→ What you will do
Copy each of the following records word for word, without changing anything.

◇ ◇ ◇ ◇

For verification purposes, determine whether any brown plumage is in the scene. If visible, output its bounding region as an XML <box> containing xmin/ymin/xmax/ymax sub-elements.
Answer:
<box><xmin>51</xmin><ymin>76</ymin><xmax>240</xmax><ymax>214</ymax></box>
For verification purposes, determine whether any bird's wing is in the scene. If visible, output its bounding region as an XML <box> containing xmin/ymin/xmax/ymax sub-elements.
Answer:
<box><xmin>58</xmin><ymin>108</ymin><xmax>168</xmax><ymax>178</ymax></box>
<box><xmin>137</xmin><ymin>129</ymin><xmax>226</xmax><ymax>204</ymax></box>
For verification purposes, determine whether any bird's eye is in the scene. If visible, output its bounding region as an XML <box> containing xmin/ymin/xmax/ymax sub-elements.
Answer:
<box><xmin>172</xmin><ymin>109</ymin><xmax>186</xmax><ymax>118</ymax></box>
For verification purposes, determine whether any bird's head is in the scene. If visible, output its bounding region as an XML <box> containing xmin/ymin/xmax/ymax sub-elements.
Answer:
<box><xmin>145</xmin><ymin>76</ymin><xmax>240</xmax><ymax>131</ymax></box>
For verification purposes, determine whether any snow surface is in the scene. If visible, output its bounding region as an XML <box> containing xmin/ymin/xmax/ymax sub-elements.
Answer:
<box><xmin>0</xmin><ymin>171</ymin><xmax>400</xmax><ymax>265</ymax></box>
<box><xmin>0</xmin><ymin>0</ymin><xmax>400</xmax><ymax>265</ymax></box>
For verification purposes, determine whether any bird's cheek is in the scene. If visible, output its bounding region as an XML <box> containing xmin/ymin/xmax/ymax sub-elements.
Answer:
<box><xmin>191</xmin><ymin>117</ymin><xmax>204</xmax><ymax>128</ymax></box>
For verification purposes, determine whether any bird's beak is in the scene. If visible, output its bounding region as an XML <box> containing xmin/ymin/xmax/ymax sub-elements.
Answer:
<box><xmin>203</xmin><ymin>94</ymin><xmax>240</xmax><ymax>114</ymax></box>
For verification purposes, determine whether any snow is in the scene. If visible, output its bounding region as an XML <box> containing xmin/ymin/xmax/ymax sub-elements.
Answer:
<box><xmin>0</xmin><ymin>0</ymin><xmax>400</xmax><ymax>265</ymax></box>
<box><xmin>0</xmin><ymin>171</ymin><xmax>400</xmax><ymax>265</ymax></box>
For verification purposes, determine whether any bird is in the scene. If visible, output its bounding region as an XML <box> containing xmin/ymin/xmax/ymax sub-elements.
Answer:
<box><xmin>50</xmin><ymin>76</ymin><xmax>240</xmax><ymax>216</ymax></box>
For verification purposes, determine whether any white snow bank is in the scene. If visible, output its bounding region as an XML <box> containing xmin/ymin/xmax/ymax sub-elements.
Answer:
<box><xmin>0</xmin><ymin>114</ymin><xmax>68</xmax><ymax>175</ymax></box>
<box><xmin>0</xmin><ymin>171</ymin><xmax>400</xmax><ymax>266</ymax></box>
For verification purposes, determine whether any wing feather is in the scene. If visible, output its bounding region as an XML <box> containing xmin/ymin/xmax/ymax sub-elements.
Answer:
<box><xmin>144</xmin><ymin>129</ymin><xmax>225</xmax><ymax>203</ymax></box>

◇ ◇ ◇ ◇

→ Answer to this exercise
For verification purposes, determine whether any brown plumage is in the scene. If visible, output its bounding region as an XML <box> containing xmin/ymin/xmax/ymax sub-elements.
Answer:
<box><xmin>51</xmin><ymin>76</ymin><xmax>240</xmax><ymax>214</ymax></box>
For verification purposes, determine whether any bird's wing is in the scene. If visible, output its bounding region as an XML <box> containing xmin/ymin/xmax/ymax sub-elements.
Answer:
<box><xmin>58</xmin><ymin>108</ymin><xmax>168</xmax><ymax>178</ymax></box>
<box><xmin>137</xmin><ymin>129</ymin><xmax>226</xmax><ymax>204</ymax></box>
For verification purposes, determine whether any bird's eye is in the scene. If visible, output its bounding region as an XML <box> containing xmin/ymin/xmax/ymax sub-elements.
Answer:
<box><xmin>172</xmin><ymin>109</ymin><xmax>186</xmax><ymax>118</ymax></box>
For verification purposes, determine whether any bird's head is in the scene. If visible, output its bounding region as an XML <box> containing xmin/ymin/xmax/ymax sub-elements.
Answer:
<box><xmin>145</xmin><ymin>76</ymin><xmax>240</xmax><ymax>131</ymax></box>
For verification purposes, determine whether any snow surface is in the scene. If visible, output its bounding region as an XML <box> containing xmin/ymin/xmax/ymax sub-elements.
Answer:
<box><xmin>0</xmin><ymin>171</ymin><xmax>400</xmax><ymax>265</ymax></box>
<box><xmin>0</xmin><ymin>0</ymin><xmax>400</xmax><ymax>265</ymax></box>
For verification purposes, determine whether any bird's cheek is in the scene. If visible, output its bounding region as an XML <box> containing xmin/ymin/xmax/ymax sub-elements.
Answer:
<box><xmin>191</xmin><ymin>117</ymin><xmax>204</xmax><ymax>128</ymax></box>
For verification purposes, determine whether any bird's beak is in the scene. If visible, output its bounding region as an XML <box> containing xmin/ymin/xmax/ymax sub-elements.
Answer:
<box><xmin>203</xmin><ymin>94</ymin><xmax>240</xmax><ymax>114</ymax></box>
For verification purposes, determine whether any snow is in the scene. If visible, output its bounding region as an XML <box> containing xmin/ymin/xmax/ymax sub-elements.
Answer:
<box><xmin>0</xmin><ymin>0</ymin><xmax>400</xmax><ymax>265</ymax></box>
<box><xmin>0</xmin><ymin>171</ymin><xmax>400</xmax><ymax>265</ymax></box>
For verification purposes, determine whether any bird is in the scene. If visible, output its bounding region as an XML <box> containing xmin/ymin/xmax/ymax sub-elements.
Answer:
<box><xmin>50</xmin><ymin>76</ymin><xmax>240</xmax><ymax>216</ymax></box>
For verification purposes, determine whether any white snow bank is in the scene. If visible, output its bounding region as an XML <box> containing xmin/ymin/xmax/ymax sub-elements.
Answer:
<box><xmin>0</xmin><ymin>114</ymin><xmax>68</xmax><ymax>175</ymax></box>
<box><xmin>0</xmin><ymin>171</ymin><xmax>400</xmax><ymax>266</ymax></box>
For verification purposes, determine whether any wing feather is in the scene. If visible, output its bounding region as an XML <box> containing xmin/ymin/xmax/ymax sub-elements.
Answer:
<box><xmin>144</xmin><ymin>129</ymin><xmax>225</xmax><ymax>203</ymax></box>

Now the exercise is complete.